> _Page extract_
The collation of the table is utf8mb4_0900_ai_ci, which is a NO_PAD collation.

The problem is, in InnoDB, the result of the comparison between '2' and '2 ' (a space followed the character 2) is equal (refer to the function innobase_mysql_cmp). Thus, the second insert statement reported "Duplicate entry".

However, the select statement returned an empty set, which means, in MySQL server, the result of the comparison between '2' and '2 ' (a space followed the character 2) is not equal (refer to the function Arg_comparator::compare_string).

How to repeat:
create table t1 (a char(10), primary key(a)) charset=utf8mb4 collate=utf8mb4_0900_ai_ci;
insert into t1 values ('2');
insert into t1 values ('2 ');
select * from t1 where a = '2 ';

Suggested fix:
From the user's perspective, '2' and '2 ' are different in SELECT but not in INSERT. 
The function `innobase_mysql_cmp()` works as the NO_PAD collation described in official document(Trailing Space Handling in Comparisons) are recommended.
https://dev.mysql.com/doc/refman/8.0/en/charset-binary-collations.html?
[29 Apr 2022 4:58] MySQL Verification Team
Hello George qiao,

Thank you for the report and test case.

regards,
Umesh

> _To be done_
Reproduce the MySQL bug report on trailing spaces in string comparison word for word, from its first line to its last.

> _Data listing_
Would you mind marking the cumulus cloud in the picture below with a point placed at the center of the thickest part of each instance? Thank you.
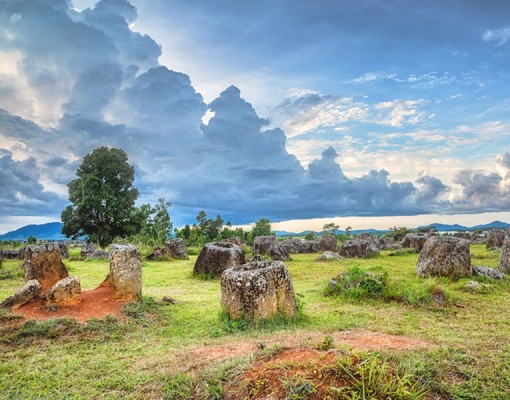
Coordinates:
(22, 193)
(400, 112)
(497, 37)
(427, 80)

--

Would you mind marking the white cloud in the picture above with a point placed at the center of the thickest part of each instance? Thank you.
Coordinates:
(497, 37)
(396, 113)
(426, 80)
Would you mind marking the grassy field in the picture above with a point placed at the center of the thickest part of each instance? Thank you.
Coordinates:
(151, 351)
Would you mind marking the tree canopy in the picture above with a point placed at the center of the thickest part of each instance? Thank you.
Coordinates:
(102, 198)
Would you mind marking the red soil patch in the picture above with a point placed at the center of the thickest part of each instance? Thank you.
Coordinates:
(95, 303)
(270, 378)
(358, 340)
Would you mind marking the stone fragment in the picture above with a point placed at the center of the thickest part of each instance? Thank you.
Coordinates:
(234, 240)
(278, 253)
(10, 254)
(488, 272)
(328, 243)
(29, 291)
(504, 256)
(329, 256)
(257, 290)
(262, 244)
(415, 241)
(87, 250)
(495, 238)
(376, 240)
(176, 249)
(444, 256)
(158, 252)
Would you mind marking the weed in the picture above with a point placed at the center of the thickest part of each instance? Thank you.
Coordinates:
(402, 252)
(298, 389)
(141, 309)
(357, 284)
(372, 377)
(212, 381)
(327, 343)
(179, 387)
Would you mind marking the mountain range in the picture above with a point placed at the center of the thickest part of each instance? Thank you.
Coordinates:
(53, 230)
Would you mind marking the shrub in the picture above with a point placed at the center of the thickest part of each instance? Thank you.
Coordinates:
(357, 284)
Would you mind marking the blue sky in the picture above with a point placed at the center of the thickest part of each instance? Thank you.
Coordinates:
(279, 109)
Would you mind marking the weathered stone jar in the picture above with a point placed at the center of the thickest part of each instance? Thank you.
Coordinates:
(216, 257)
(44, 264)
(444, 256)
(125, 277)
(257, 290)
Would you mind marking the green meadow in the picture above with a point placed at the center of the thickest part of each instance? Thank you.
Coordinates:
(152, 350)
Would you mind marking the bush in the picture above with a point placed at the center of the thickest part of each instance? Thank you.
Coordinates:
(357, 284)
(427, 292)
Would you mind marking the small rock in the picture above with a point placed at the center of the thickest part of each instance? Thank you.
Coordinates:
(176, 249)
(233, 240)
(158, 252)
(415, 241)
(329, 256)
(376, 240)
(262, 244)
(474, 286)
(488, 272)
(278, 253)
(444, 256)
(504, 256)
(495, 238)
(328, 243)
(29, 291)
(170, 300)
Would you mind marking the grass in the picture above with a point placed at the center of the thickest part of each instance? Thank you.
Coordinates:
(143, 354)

* * *

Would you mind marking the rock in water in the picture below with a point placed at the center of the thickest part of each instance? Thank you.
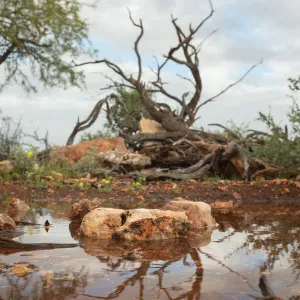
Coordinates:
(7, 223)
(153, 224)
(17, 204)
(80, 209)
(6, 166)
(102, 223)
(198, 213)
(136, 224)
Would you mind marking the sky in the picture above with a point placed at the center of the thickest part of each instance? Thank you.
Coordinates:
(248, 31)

> _Problem solution_
The collation of the table is utf8mb4_0900_ai_ci, which is a NO_PAD collation.

The problem is, in InnoDB, the result of the comparison between '2' and '2 ' (a space followed the character 2) is equal (refer to the function innobase_mysql_cmp). Thus, the second insert statement reported "Duplicate entry".

However, the select statement returned an empty set, which means, in MySQL server, the result of the comparison between '2' and '2 ' (a space followed the character 2) is not equal (refer to the function Arg_comparator::compare_string).

How to repeat:
create table t1 (a char(10), primary key(a)) charset=utf8mb4 collate=utf8mb4_0900_ai_ci;
insert into t1 values ('2');
insert into t1 values ('2 ');
select * from t1 where a = '2 ';

Suggested fix:
From the user's perspective, '2' and '2 ' are different in SELECT but not in INSERT. 
The function `innobase_mysql_cmp()` works as the NO_PAD collation described in official document(Trailing Space Handling in Comparisons) are recommended.
https://dev.mysql.com/doc/refman/8.0/en/charset-binary-collations.html?
[29 Apr 2022 4:58] MySQL Verification Team
Hello George qiao,

Thank you for the report and test case.

regards,
Umesh